* **How to complete this task**
Transcribe each entry so that it matches the original exactly.

Records from a dataset

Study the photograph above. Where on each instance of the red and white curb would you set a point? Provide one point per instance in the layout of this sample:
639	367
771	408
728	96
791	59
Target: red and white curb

* **Your response**
Study the photograph above. Where on each instance of the red and white curb would you set a point? Provide one point per instance in the layout of this sample:
639	367
771	408
728	96
791	59
Target: red and white curb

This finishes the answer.